* _Problem to solve_
Reproduce the listing below with every occurrence of "fill rule" replaced by "winding rule" and nothing else altered.

* _Information supplied_
===
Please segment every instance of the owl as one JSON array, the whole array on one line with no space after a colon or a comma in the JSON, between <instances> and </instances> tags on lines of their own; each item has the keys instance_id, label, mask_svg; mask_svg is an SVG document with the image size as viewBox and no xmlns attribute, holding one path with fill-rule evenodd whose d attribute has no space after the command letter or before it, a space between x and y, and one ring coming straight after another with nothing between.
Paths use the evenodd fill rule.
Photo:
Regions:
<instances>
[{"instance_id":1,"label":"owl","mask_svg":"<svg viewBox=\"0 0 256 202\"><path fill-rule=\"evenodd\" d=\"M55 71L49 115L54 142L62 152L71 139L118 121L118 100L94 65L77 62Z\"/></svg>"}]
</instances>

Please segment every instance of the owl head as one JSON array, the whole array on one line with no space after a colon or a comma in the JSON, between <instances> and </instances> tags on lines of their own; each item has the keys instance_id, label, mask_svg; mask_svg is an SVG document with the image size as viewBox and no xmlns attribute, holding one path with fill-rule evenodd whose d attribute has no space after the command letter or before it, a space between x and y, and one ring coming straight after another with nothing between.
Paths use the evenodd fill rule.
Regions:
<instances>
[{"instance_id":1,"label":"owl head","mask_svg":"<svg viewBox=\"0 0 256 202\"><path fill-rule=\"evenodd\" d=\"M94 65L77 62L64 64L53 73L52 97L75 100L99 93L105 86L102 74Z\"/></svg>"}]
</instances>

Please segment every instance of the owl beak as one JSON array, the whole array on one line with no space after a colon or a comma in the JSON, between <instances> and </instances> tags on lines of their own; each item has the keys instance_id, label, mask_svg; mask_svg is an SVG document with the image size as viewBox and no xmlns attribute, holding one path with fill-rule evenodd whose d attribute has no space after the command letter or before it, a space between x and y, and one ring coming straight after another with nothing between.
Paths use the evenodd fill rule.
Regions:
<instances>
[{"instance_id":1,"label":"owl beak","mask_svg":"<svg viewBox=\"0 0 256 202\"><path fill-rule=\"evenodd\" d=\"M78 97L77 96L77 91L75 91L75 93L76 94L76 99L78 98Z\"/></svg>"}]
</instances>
===
* _Solution for this exercise_
Please segment every instance of the owl as one JSON array, the whole array on one line with no space after a colon or a comma in the JSON, between <instances> and </instances> tags on lines of their own; each item has the keys instance_id, label, mask_svg; mask_svg is an SVG document with the image size as viewBox and no xmlns attribute, holding one path with fill-rule evenodd whose d attribute has no space after the command letter or before it, a space between x and y, and one ring coming straight after another with nothing between.
Paths use the evenodd winding rule.
Photo:
Regions:
<instances>
[{"instance_id":1,"label":"owl","mask_svg":"<svg viewBox=\"0 0 256 202\"><path fill-rule=\"evenodd\" d=\"M55 71L49 115L54 142L62 152L71 139L118 121L118 100L94 65L77 62Z\"/></svg>"}]
</instances>

Please segment every instance of the owl head as one JSON array, the whole array on one line with no space after a colon or a comma in the JSON, between <instances> and </instances> tags on lines of their own; each item has the keys instance_id, label, mask_svg; mask_svg is an SVG document with the image size as viewBox and no xmlns attribute, holding one path with fill-rule evenodd whose d attribute has no space after the command letter or before it, a space between x and y, and one ring coming straight after another with nothing between.
Paths use the evenodd winding rule.
Regions:
<instances>
[{"instance_id":1,"label":"owl head","mask_svg":"<svg viewBox=\"0 0 256 202\"><path fill-rule=\"evenodd\" d=\"M94 65L77 62L64 64L53 73L52 97L75 100L99 93L105 86L102 74Z\"/></svg>"}]
</instances>

Please segment every instance of the owl beak as one JSON array, the whole array on one line with no space after a colon or a comma in the JSON, between <instances> and </instances> tags on lines of their own; each item has the keys instance_id, label, mask_svg; mask_svg is an SVG document with the image size as viewBox and no xmlns attribute, holding one path with fill-rule evenodd whose d attribute has no space after the command letter or before it, a space between x and y, and one ring coming straight after another with nothing between.
Paths use the evenodd winding rule.
Regions:
<instances>
[{"instance_id":1,"label":"owl beak","mask_svg":"<svg viewBox=\"0 0 256 202\"><path fill-rule=\"evenodd\" d=\"M78 97L77 96L77 91L75 91L75 93L76 94L76 99L78 98Z\"/></svg>"}]
</instances>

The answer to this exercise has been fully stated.